**Given exercise A**
According to the landfill passage, when did Green River's new transfer station open?

One of those possible pollutants is benzene, a chemical sometimes used as an industrial solvent in paints, varnishes and gasoline. The 2005 report explains that landfill leachate typically contains about 221 micrograms of benzene per liter.
The report explained that the least costly solution for many of these unlined landfills was to close the smaller landfills and transfer waste from those communities to larger, regional landfills.
The DEQ report recommended that local governments be allowed to choose whether to line their landfills, or close them and transfer their waste, depending on their financial resources and the proximity of regional lined landfills.
McOmie said the Legislature created the DEQ’s Cease and Transfer Program in 2013 to support communities that wanted to close their landfills and build transfer stations but didn’t have the money to do so. Nearly every small community with a landfill signed up.
McOmie added that each community government is required to provide a portion of the project cost with its own money, and the Cease and Transfer Program matches that with a grant and/or loan from funds allocated by the State Loan and Investment Board. Since the program’s creation, the SLIB has awarded nearly $42 million in grants and loans to construct transfer stations and close landfills across the state.
Green River is one of 32 communities that have participated to date in the Cease and Transfer Program. The community’s new transfer station opened in January 2018.
Mark Westenskow, public works director for the city of Green River, explained that the city’s landfill was up against rock, which meant keeping the landfill open would require lining it and blasting into the rock, which they’d already done once.
The help from DEQ allowed the city to close its landfill and build a more convenient transfer station at an affordable cost. This also stabilized the cost of waste management for the city of Green River.
But Westenskow said protecting the city’s groundwater was the biggest goal.
“For us to be able to have the landfill closed, have it secure, have it in a situation where it’s going to be stable for decades and still be able to offer a convenience to our customers at the transfer station has just been a win-win for us,” he said.
The DEQ will monitor every closed landfill for at least 30 years to ensure the landfill caps are stable from settlement and that contaminants are not being released into the surrounding environment.
“We’ve saved future generations from having to deal with that environmental risk,” Moldt said. “A lot of people should be commended for seeing it through.”
McOmie said he expects Wyoming will eventually have about 17 operating landfills, including 11 regional landfills. That’s far fewer than the 52 active landfills and potential sources of groundwater pollution that existed across the state in 2014.

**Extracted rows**
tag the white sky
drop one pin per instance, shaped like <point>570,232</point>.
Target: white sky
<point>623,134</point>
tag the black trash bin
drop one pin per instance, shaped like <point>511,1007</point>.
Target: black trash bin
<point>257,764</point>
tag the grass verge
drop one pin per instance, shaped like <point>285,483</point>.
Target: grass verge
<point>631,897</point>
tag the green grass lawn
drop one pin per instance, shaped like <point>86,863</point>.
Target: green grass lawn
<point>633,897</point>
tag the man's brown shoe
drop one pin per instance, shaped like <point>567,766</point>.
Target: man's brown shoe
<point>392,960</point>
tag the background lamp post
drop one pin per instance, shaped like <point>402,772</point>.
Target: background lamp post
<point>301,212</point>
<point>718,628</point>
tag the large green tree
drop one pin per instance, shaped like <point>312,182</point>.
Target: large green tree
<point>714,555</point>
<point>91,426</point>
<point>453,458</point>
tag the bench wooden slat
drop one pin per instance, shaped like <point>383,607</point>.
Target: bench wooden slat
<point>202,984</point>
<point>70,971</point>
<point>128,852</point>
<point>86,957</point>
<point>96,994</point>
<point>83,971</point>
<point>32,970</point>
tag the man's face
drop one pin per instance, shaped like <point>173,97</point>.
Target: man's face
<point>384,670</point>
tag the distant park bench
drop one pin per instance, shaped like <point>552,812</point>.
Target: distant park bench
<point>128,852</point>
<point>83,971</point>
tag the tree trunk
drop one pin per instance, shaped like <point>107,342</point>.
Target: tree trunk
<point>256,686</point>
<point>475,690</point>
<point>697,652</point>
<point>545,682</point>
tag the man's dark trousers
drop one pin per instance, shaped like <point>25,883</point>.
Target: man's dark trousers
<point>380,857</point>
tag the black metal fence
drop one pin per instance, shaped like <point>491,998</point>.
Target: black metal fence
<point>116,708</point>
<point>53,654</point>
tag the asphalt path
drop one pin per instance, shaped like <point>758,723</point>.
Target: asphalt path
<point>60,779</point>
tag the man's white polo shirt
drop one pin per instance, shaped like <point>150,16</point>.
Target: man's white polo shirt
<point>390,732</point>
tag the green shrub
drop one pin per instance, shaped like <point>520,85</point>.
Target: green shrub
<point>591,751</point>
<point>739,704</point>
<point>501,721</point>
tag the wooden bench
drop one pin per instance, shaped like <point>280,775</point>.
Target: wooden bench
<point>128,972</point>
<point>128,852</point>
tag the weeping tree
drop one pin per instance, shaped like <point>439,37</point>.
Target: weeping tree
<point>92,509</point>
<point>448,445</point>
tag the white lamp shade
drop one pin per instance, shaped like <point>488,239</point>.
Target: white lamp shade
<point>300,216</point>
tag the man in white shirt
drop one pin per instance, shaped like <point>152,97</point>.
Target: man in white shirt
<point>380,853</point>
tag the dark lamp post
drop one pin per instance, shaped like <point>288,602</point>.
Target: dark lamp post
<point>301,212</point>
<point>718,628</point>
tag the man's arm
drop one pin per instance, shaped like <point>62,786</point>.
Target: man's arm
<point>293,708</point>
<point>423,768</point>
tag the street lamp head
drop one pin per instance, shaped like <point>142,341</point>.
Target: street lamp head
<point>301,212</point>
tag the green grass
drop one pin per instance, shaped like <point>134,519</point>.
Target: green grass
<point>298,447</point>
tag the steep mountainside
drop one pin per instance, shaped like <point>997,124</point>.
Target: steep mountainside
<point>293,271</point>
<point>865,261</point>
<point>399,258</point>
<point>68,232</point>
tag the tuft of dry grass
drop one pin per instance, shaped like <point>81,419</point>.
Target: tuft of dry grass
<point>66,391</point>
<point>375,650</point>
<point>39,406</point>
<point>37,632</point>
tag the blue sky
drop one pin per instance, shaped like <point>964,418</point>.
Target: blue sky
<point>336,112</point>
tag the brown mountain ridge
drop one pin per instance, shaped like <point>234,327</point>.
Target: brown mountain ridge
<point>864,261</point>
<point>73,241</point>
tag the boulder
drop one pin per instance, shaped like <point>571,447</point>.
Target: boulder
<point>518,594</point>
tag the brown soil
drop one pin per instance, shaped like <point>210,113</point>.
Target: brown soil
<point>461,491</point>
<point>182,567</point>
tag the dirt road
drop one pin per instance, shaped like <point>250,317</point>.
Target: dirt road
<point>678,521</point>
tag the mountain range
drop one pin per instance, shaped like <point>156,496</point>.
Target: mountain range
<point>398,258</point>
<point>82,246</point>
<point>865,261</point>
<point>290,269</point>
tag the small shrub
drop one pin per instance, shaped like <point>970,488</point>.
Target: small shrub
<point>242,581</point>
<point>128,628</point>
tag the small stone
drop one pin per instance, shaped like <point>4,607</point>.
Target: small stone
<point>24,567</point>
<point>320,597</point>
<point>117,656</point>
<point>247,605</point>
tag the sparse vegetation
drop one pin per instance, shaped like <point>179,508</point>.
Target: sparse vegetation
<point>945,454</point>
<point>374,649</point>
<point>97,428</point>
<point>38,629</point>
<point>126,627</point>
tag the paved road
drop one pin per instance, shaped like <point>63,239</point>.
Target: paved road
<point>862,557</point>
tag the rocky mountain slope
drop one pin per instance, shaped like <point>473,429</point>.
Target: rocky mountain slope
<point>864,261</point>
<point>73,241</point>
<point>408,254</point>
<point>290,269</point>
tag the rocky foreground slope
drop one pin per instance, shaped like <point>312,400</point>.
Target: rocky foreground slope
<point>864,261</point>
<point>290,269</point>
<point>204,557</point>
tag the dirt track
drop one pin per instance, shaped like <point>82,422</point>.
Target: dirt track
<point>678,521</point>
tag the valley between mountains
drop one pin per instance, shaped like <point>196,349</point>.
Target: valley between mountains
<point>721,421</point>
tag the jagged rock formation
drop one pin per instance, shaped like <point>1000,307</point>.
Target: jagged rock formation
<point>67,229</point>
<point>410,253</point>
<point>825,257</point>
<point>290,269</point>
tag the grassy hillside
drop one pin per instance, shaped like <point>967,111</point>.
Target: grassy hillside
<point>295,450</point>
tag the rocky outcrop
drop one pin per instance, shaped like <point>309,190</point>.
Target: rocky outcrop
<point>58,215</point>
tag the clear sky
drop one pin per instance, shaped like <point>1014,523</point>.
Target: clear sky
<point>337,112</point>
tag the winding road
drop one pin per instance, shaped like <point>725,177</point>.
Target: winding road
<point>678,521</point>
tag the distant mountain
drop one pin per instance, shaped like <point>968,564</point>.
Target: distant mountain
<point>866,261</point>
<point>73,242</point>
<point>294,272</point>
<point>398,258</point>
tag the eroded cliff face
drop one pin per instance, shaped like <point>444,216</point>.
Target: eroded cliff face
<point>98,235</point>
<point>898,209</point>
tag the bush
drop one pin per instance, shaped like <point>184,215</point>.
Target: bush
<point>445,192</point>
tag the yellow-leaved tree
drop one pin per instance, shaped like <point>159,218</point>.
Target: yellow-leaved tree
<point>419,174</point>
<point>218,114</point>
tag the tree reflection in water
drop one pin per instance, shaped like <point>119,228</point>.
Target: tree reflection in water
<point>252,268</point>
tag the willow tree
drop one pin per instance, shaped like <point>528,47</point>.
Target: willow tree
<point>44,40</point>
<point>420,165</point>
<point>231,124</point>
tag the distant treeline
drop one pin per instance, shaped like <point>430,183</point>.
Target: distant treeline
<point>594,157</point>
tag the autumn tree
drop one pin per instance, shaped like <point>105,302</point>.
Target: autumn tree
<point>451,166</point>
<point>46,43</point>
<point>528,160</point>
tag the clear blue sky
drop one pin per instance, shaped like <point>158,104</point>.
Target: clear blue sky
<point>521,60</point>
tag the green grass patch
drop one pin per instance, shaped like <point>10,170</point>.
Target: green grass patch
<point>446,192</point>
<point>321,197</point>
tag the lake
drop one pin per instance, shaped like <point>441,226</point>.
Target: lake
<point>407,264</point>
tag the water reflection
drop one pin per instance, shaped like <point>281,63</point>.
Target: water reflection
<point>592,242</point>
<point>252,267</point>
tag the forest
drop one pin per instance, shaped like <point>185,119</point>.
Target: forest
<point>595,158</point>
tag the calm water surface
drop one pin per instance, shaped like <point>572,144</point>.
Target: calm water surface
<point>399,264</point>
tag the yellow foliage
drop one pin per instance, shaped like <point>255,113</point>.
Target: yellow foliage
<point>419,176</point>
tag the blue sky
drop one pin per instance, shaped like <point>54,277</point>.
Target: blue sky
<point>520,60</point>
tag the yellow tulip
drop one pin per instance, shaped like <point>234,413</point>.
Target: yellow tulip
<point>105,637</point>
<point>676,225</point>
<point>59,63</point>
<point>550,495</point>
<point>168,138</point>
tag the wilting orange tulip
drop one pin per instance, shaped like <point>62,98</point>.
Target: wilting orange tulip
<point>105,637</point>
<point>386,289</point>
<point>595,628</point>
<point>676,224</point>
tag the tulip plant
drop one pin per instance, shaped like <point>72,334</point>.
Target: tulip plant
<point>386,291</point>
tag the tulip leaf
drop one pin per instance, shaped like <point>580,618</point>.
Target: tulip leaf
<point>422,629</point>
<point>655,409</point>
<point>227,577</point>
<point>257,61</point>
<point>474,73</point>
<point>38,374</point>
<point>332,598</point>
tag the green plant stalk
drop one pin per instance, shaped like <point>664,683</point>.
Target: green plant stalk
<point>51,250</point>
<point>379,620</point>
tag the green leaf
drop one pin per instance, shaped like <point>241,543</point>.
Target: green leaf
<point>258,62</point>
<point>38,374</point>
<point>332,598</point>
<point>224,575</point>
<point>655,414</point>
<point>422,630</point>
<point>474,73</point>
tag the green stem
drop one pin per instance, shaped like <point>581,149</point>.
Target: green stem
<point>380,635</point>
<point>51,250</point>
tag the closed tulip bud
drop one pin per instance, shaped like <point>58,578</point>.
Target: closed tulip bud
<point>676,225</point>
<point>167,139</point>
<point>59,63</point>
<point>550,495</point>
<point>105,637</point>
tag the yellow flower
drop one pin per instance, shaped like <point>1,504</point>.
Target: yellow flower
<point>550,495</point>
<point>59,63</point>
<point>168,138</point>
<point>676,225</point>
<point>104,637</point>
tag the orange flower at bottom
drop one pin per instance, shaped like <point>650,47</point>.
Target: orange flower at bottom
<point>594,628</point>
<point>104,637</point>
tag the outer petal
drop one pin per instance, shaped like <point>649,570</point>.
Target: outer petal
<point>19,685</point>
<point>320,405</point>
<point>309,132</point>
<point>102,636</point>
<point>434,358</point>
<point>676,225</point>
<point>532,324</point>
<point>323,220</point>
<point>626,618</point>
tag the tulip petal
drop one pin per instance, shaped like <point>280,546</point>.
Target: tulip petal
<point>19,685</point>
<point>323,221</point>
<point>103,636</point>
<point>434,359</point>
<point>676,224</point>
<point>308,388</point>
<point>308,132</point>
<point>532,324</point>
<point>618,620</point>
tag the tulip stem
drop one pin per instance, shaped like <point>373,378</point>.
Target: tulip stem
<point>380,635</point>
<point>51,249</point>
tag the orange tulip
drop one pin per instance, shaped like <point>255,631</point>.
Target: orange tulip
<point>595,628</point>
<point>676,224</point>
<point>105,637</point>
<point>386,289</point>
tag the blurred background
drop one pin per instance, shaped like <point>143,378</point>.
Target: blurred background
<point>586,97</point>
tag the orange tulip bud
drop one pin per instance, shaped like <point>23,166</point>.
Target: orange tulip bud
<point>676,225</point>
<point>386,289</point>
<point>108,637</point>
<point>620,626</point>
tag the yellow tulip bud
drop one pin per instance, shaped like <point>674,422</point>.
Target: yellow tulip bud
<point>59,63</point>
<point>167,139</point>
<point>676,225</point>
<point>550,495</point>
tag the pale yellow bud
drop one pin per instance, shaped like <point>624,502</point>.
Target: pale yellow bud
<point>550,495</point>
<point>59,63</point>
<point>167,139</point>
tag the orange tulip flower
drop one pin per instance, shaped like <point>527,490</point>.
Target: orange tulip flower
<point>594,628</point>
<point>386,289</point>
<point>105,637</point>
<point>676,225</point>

**Given exercise B**
Pull out every line of the rows that contains the word "brown".

**Written response A**
January 2018.

**Written response B**
tag the man's brown shoe
Target: man's brown shoe
tag the brown mountain ridge
Target: brown mountain ridge
tag the brown soil
Target: brown soil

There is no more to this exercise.